## WHAT YOU HAVE TO DO
Reproduce the listing in full. Omit the pictures.
== == ==
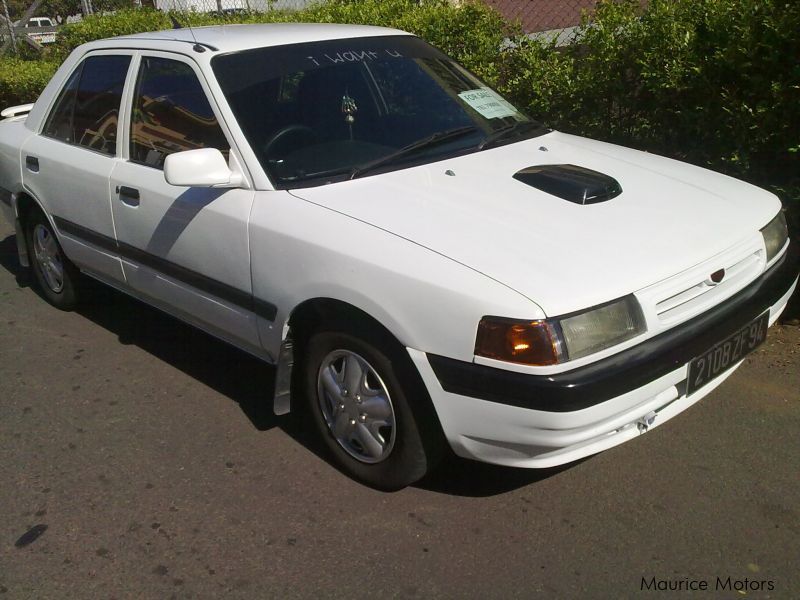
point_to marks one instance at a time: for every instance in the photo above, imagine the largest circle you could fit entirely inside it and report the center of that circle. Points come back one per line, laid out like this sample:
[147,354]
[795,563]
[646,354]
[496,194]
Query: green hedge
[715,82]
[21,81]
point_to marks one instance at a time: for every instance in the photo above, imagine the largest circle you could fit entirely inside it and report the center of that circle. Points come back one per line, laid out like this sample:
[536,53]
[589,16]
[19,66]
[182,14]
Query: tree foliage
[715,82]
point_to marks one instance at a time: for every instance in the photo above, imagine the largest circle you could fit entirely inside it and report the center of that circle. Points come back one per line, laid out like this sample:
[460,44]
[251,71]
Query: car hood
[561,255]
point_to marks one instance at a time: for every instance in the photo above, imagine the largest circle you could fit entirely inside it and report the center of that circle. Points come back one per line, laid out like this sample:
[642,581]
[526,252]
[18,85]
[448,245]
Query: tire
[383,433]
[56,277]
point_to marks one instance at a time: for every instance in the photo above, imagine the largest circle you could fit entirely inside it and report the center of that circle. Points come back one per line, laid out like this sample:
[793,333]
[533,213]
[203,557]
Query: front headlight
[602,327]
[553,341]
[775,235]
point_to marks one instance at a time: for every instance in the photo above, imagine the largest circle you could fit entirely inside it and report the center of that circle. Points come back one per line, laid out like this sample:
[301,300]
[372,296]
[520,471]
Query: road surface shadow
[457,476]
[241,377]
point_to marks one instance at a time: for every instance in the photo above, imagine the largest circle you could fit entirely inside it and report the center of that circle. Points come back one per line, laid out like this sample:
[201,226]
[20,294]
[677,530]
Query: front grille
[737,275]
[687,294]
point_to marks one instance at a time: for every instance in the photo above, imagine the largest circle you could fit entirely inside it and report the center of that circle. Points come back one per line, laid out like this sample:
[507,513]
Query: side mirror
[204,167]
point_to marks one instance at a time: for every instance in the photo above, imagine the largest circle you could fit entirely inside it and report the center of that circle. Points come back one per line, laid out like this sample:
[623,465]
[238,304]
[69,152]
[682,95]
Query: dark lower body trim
== == ==
## RESULT OF THIS EXERCISE
point_to marks one instance at a time: for every instance in the photo above, imagine the largest circle you could fit entirely inside it and report the center of that circle. Points come back one per line, laid out like this sample:
[147,354]
[795,563]
[646,354]
[496,194]
Query: green hedge
[715,82]
[21,81]
point_to marks one instance at a time: for every instance in the photo above, imagine the largest circle you could fit entirely inside it and report the center of that circle. Points come back one per line, laid out like this sample:
[536,53]
[589,16]
[19,66]
[182,14]
Query: tree foliage
[715,82]
point_to marks one instance at a time: for every instance in the photo above, imagine the largest circle you could fit entirely inside it and report the center of that circle. Points come back one per line, laid out like this sample:
[460,44]
[251,71]
Query: car hood
[561,255]
point_to marks one instance at a time: for every instance in the photo above, imagine the largest circle you could fit entirely inside it and report the center of that circle. Points come back one per line, laid out like this sample:
[642,581]
[526,252]
[18,85]
[448,245]
Query: tire
[383,433]
[56,277]
point_to marks one instance at a time: for every instance in the photo above, imagine the largest circle you could fit entirely inside it and report the center of that circle. Points come back one per line, laid out like this sample:
[793,333]
[533,213]
[203,557]
Query: front headlight
[602,327]
[553,341]
[775,235]
point_to marks one instance at a time: for every instance in the photo above, imagine the largest circle you could fit entirely inside it and report the center of that circle. Points come back one per line, laid out like this sample:
[301,300]
[372,296]
[520,471]
Query: road surface shadow
[457,476]
[241,377]
point_to marks one instance at a time: for every instance in the photo above, imagine the largest circle you could fit entirely inside it and report the center of that circle. Points come back one per line, laid out like this sample:
[201,226]
[20,294]
[677,530]
Query: front grille
[737,275]
[687,294]
point_to marks one instance at a time: for every instance in the photo above, imagine the largest circle you could fit entirely inside it and report the center of that circle. Points come back one per line, laid out like this sample:
[507,513]
Query: side mirror
[204,167]
point_to marks one instance at a time: for every instance in the photo above, imagine the largest circle you could fit entirely inside it and report the center of that circle. Points come back one per line, laid out like this sample:
[623,465]
[238,304]
[69,152]
[682,95]
Query: dark lower body trim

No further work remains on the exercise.